• _PROVIDED TEXT_:

════════

Why are you being combative?  I'm simply trying to work towards a 
reasonable solution and figure out how we keep this class of problems 
from happening again.  I literally do not care at all about the design 
decisions for iomap, you are an intelligent person and I assume good 
intent, I assume you did it for good reasons.  I'm simply trying to work 
out holes in my understanding, and work towards a solution we're all 
happy with.  I'm not trying to argue with you or throw mud, I'm simply 
trying to understand.

> The iomap design simply assumes that ->fsync can run without needing
> to hold the same locks as IO submission requires. iomap
> requires a ->fsync implementation that doesn't take the inode_lock()
> if the inode_lock() is used to serialise IO submission. i.e. iomap
> separates IO exclusion from -internal inode state serialisation-.
> 

This is only slightly different from what I was saying, and in reality 
is the same thing because we all currently use the inode_lock() for the 
submission side.  So while the assumption may be slightly different, the 
outcome is the same.

> This design assumption means DIO submission can safely -flush dirty
> data-, invalidate the page cache, sync the inode/journal to stable
> storage, etc all while holding the IO exclusion lock to ensure
> submission won't race with other metadata modification operations
> like truncate, holepunch, etc.
> 
> IOWs, iomap expects the inode_lock() to work as an -IO submission
> exclusion lock-, not as an inode _state protection_ lock. Yes, this
> means iomap has a different IO locking model to the original direct
> and bufferhead based buffered IO paths. However, these architectural
> changes are required to replace bufferhead based locking, implement
> the physical storage exclusion DAX requires, close mmap vs hole
> punch races, etc.
> 
> In practice, this means all the inode state in XFS (and ext4) are
> protected by internal inode locks rather than the inode_lock(). As
> such, they they do not require the inode_lock() to be able to write
> back dirty data or modify inode state or flush inode state to stable
> storage.
> 
> Put simply: converting a filesystem to use iomap is not a "change
> the filesystem interfacing code and it will work" modification.  We
> ask that filesystems are modified to conform to the iomap IO
> exclusion model; adding special cases for every potential
> locking and mapping quirk every different filesystem has is part of
> what turned the old direct IO code into an unmaintainable nightmare.
> 
>> That's fine, but this is kind of a bad way to find
>> out.  We really shouldn't have generic helper's that have different generic
>> locking rules based on which file system uses them.
> 
> We certainly can change the rules for new infrastructure. Indeed, we
> had to change the rules to support DAX.  The whole point of the
> iomap infrastructure was that it enabled us to use code that already
> worked for DAX (the XFS code) in multiple filesystems. And as people
> have realised that the DIO via iomap is much faster than the old DIO
> code and is a much more efficient way of doing large buffered IO,
> other filesystems have started to use it.
> 
> However....
> 
>> Because then we end up
>> with situations like this, where suddenly we're having to come up with some
>> weird solution because the generic thing only works for a subset of file
>> systems.  Thanks,
> 
> .... we've always said "you need to change the filesystem code to
> use iomap". This is simply a reflection on the fact that iomap has
> different rules and constraints to the old code and so it's not a
> direct plug in replacement. There are no short cuts here...
> 

That's fine, again I'm not saying you did anything wrong with the 
implementation.  I'm saying these requirements were not clear, and with 
no warning or annotations or documentation we simply find out by random 
chance while Johannes is running with a non-standard xfstests setup. 
Perhaps that's what the system working looks like, but honestly I would 
have rather found out at the point that I applied, built, and reviewed 
the code so we could have addressed it then.  Instead now we have to rip 
it out until we figure out what to do about it.  Thanks,

Josef

════════

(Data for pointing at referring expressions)
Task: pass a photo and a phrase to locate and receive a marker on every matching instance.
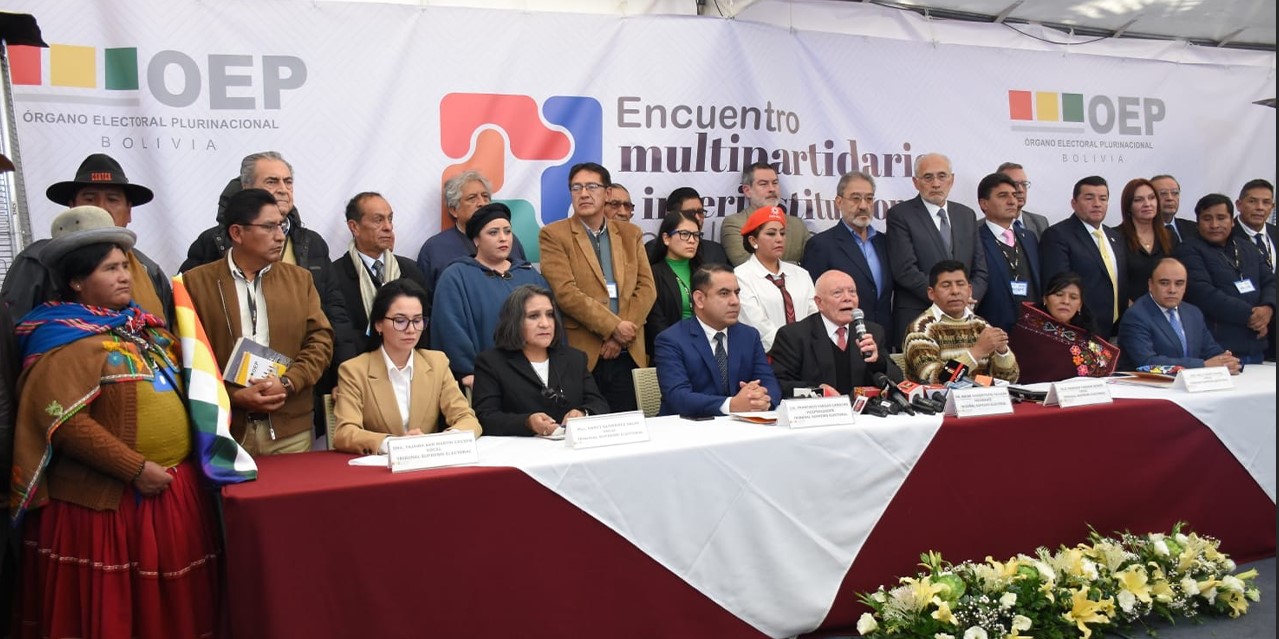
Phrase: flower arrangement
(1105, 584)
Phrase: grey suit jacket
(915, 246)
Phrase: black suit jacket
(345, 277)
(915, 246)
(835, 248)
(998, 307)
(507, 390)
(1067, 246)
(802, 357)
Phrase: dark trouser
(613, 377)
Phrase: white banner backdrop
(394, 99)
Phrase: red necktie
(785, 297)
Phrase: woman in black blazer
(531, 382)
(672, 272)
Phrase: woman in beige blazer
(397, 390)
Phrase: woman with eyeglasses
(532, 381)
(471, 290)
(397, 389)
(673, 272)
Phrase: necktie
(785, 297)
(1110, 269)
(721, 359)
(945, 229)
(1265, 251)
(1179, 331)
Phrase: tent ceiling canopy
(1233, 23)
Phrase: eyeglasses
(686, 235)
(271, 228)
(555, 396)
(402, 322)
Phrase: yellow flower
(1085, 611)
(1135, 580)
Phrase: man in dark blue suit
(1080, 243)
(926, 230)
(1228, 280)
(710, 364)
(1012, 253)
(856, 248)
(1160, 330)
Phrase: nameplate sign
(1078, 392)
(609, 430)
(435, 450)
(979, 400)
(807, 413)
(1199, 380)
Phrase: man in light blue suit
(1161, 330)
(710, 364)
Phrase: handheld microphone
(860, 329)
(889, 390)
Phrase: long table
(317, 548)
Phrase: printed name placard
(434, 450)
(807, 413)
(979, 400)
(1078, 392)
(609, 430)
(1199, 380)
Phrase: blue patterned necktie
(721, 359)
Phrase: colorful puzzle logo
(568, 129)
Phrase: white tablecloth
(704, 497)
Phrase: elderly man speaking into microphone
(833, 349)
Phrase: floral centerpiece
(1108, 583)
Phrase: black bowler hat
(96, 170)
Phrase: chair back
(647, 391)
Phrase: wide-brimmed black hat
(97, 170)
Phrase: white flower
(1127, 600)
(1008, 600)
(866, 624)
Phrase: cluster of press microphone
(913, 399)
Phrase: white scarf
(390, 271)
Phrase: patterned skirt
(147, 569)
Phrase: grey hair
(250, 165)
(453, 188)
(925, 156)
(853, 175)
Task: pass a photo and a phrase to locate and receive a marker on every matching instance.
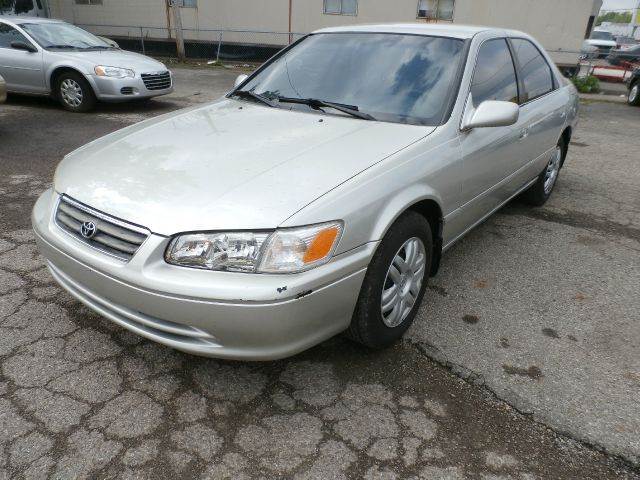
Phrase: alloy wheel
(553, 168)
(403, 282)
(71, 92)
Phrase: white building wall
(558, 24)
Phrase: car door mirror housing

════════

• _REQUIRED ACTION A_:
In the iomap locking thread, what protects the inode state in XFS and ext4?
• _REQUIRED ACTION B_:
Reproduce the stretch of the iomap locking thread from "This is only" through "is the same.".

• _EXPECTED ANSWER A_:
Internal inode locks protect it, not the inode_lock().

• _EXPECTED ANSWER B_:
This is only slightly different from what I was saying, and in reality 
is the same thing because we all currently use the inode_lock() for the 
submission side.  So while the assumption may be slightly different, the 
outcome is the same.